SHORT TASK:
Pictures are not part of the answer. Return the lines from the one containing "Exercise. Locate the pink" through the end of the data, both included, exactly as they appear.

ENTRIES PROVIDED:
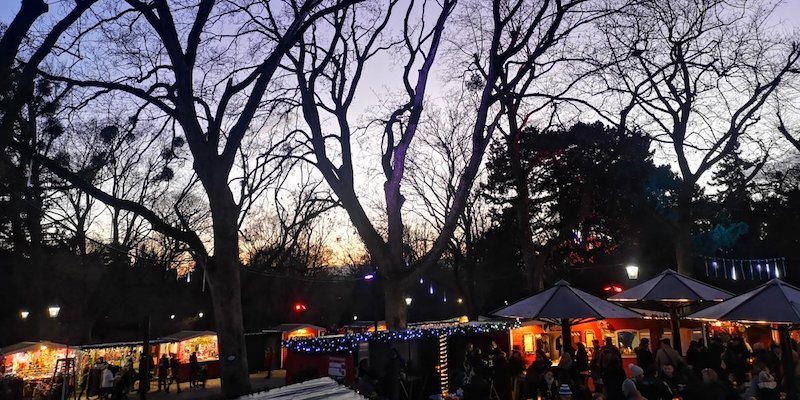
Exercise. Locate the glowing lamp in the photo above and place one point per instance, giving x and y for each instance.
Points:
(632, 271)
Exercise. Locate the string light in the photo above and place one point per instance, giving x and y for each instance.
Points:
(349, 343)
(443, 378)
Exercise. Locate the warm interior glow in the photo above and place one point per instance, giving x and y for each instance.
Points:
(527, 343)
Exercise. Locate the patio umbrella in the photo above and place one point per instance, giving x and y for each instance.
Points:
(774, 302)
(672, 289)
(565, 305)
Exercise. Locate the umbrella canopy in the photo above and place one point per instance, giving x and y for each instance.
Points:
(563, 301)
(672, 286)
(774, 302)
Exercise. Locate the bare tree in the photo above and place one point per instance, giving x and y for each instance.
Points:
(175, 64)
(698, 76)
(333, 63)
(19, 62)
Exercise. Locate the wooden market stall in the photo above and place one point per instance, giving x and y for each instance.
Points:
(295, 331)
(27, 368)
(625, 334)
(184, 343)
(33, 360)
(432, 353)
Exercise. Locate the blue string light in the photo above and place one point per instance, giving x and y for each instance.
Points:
(349, 343)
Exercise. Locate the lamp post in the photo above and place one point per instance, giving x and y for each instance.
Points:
(633, 271)
(371, 278)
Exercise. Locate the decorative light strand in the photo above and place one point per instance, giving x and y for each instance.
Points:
(444, 380)
(349, 343)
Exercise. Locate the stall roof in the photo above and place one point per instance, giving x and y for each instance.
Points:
(120, 344)
(28, 346)
(186, 335)
(322, 388)
(292, 327)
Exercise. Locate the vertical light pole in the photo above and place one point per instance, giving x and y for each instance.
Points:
(373, 281)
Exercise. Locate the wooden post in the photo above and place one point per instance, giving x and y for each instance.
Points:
(145, 360)
(676, 328)
(566, 336)
(788, 362)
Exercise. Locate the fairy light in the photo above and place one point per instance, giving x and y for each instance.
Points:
(444, 381)
(349, 343)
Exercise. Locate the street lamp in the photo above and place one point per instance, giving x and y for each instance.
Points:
(633, 271)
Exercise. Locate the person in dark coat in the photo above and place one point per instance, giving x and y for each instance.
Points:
(644, 356)
(194, 369)
(175, 369)
(268, 355)
(581, 358)
(613, 375)
(163, 373)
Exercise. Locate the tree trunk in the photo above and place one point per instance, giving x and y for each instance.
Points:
(395, 304)
(683, 234)
(225, 284)
(522, 210)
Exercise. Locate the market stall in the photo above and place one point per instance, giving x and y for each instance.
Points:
(29, 367)
(33, 360)
(116, 353)
(295, 331)
(184, 343)
(625, 334)
(432, 354)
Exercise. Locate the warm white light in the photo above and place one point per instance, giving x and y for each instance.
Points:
(633, 271)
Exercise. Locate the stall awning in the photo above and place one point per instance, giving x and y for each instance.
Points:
(186, 335)
(29, 346)
(293, 327)
(120, 344)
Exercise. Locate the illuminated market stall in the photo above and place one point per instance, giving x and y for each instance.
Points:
(33, 360)
(432, 353)
(295, 331)
(184, 343)
(116, 353)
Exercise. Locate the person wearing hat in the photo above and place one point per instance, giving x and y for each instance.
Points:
(629, 390)
(564, 392)
(648, 385)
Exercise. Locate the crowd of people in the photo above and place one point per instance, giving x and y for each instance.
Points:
(114, 382)
(729, 370)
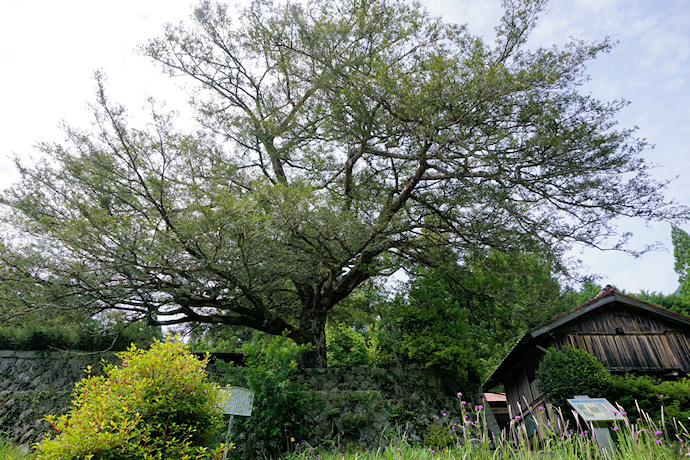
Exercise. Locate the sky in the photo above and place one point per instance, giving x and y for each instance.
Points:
(50, 49)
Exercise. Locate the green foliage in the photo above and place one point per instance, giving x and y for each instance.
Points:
(464, 318)
(341, 141)
(649, 394)
(566, 373)
(280, 403)
(89, 336)
(346, 346)
(433, 332)
(157, 404)
(440, 436)
(681, 253)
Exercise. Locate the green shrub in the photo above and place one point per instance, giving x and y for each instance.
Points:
(157, 405)
(280, 402)
(566, 373)
(345, 346)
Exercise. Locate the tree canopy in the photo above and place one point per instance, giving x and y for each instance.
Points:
(341, 140)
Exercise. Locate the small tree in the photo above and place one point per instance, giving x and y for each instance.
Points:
(566, 373)
(157, 405)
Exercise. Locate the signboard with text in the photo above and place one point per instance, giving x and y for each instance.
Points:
(595, 409)
(237, 401)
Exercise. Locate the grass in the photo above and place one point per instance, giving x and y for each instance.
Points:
(641, 438)
(12, 452)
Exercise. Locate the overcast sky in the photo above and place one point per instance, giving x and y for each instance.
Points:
(49, 50)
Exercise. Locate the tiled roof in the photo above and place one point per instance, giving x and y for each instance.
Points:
(605, 296)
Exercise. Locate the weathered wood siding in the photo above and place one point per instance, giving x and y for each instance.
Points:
(624, 340)
(521, 393)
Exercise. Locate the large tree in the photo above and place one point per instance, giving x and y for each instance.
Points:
(340, 140)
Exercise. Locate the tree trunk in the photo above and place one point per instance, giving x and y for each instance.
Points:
(312, 331)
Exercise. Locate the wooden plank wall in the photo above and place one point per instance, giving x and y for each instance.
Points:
(625, 340)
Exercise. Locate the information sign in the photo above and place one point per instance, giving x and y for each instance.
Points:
(237, 401)
(595, 409)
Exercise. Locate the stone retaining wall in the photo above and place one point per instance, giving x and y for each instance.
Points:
(34, 384)
(357, 403)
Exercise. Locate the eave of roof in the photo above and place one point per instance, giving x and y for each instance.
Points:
(606, 296)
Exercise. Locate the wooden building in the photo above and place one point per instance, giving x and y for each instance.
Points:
(627, 335)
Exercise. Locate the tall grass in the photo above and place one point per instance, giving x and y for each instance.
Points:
(551, 437)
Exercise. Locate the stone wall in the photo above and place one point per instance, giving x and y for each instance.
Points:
(34, 384)
(360, 404)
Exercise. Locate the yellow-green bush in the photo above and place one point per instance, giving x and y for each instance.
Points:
(158, 404)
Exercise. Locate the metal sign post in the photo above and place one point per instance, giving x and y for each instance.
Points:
(235, 401)
(598, 412)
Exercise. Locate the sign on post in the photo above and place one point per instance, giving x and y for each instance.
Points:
(595, 409)
(598, 412)
(235, 401)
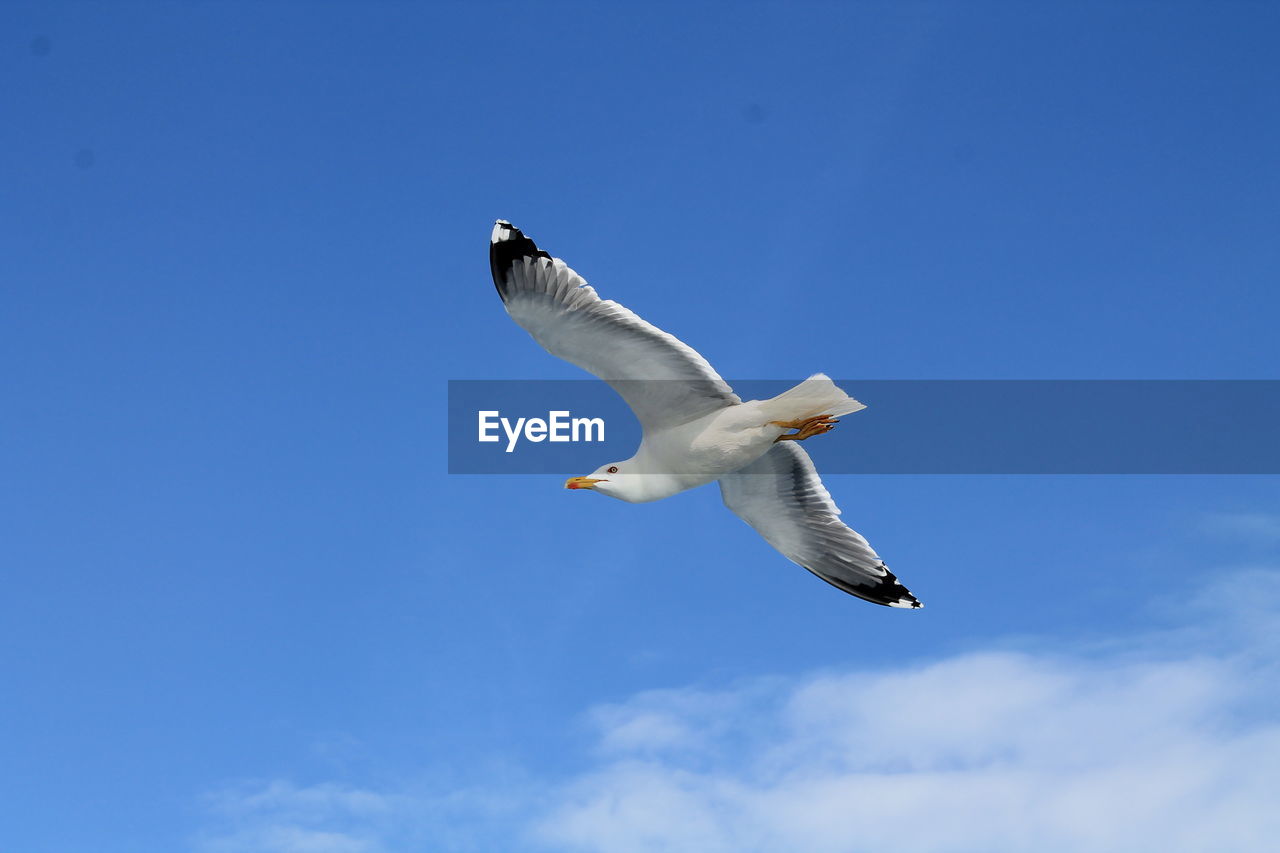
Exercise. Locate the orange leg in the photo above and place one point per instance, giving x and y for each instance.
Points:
(807, 428)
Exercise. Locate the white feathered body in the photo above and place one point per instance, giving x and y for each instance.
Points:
(727, 439)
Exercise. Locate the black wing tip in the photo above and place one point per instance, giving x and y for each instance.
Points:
(508, 245)
(887, 592)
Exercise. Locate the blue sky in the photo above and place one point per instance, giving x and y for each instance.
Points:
(243, 250)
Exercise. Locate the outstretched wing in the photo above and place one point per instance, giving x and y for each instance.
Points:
(784, 498)
(664, 381)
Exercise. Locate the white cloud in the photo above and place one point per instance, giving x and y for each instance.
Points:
(1168, 742)
(1262, 527)
(1152, 744)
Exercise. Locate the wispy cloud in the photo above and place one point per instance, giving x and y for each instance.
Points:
(1162, 742)
(1260, 527)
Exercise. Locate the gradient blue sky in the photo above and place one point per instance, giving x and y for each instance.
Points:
(243, 249)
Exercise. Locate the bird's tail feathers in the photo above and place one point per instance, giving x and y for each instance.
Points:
(817, 395)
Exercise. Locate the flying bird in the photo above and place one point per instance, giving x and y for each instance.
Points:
(695, 428)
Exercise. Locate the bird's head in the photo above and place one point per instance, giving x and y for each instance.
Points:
(612, 479)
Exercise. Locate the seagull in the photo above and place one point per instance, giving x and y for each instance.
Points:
(695, 428)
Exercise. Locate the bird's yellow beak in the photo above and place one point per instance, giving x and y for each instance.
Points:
(580, 483)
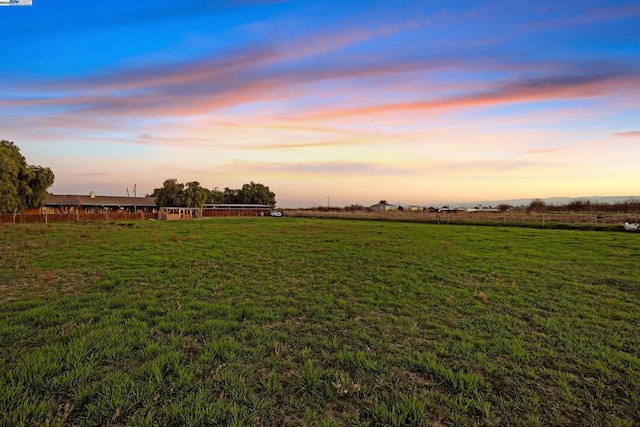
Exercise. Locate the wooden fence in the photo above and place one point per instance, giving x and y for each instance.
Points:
(547, 219)
(46, 218)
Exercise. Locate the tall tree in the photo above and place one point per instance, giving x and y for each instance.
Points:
(256, 193)
(170, 194)
(195, 195)
(21, 186)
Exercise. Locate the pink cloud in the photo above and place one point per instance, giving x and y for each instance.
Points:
(628, 134)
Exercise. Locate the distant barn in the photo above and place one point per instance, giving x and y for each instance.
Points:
(235, 209)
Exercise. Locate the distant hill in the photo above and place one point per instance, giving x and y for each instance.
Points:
(548, 201)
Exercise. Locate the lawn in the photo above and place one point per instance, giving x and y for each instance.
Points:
(284, 321)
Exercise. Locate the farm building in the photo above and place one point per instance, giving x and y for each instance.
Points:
(235, 209)
(92, 204)
(383, 207)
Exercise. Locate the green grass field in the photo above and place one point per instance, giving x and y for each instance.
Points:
(263, 321)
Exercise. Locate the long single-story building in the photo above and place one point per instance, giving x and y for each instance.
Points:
(76, 203)
(235, 209)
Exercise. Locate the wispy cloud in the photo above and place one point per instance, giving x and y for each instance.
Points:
(628, 134)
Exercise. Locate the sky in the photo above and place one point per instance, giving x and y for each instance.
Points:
(340, 102)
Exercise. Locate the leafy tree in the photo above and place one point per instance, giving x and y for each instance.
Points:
(256, 193)
(230, 196)
(215, 196)
(21, 186)
(170, 194)
(194, 195)
(173, 193)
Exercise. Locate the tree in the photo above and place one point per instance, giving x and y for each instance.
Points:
(22, 186)
(215, 196)
(173, 193)
(256, 193)
(170, 194)
(194, 195)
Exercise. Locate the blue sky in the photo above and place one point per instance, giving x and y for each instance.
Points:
(408, 101)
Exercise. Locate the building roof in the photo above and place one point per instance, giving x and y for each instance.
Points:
(88, 200)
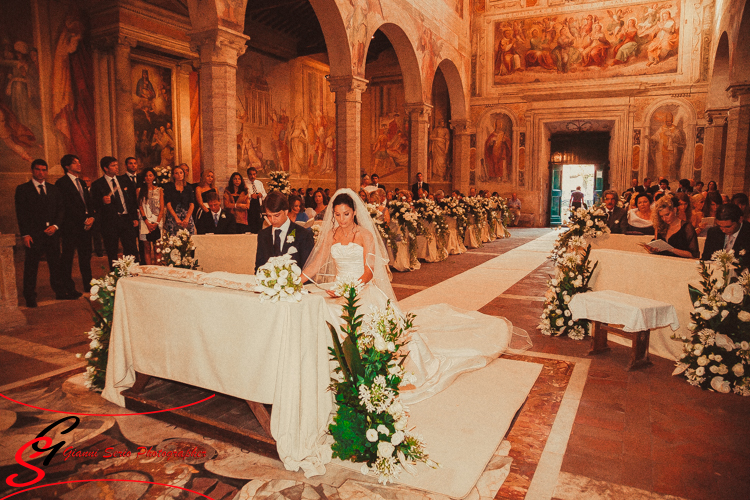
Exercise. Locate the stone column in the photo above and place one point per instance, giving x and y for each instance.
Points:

WRITTEN SOLUTION:
Exercise. Locate the pink cloud in the photo above and place one point per instance, giving x and y for each instance.
Points:
(628, 134)
Exercise. Locate the distant barn in the photo above and place one point per instance, giving x and y for each instance.
Points:
(235, 209)
Exercise. Locate the distant hill in the photo above and place one point per instance, giving x and y for each instance.
Points:
(548, 201)
Exercise. Locate the lawn in the photo above and place one point per instance, giving x and y for each instance.
Points:
(284, 321)
Exercise. Locate the farm building in the photo above and place one point per instance, giving x and y for each instance.
Points:
(235, 209)
(92, 204)
(383, 207)
Exercise. Locate the green grass field in the photo above and place one point per instance, giving x and y for each instance.
Points:
(263, 321)
Exercise. Locate the long single-story building in the photo above and place one point per instance, giving x and y for each instance.
Points:
(76, 203)
(235, 209)
Exercise. Locate the wispy cloud in the photo above and place one point per instance, giving x and y for each instance.
Points:
(628, 134)
Exercise. Locate the sky in the photo above and place one point per instance, giving x and y for each instance.
Points:
(340, 102)
Exercise. Locate the leafy tree in the photo above and place one point per instance, giving x and y for each instance.
Points:
(256, 193)
(230, 196)
(215, 196)
(21, 186)
(170, 194)
(194, 195)
(173, 193)
Exercise. Locate the tree in the photo above and place one point per instance, giving x and y for each instance.
Points:
(22, 186)
(215, 196)
(173, 193)
(256, 193)
(170, 194)
(194, 195)
Exercise. Locate the blue sky in the photo above and place one point per instance, giving x and y for each instance.
Points:
(408, 101)
Exercise. Locate the building roof in the photo above and place one point per instance, giving x and y for each instance.
Points:
(88, 200)
Exercise. Locate the stone column in the photo above and place one point per instance, giving x and y for each instance.
Points:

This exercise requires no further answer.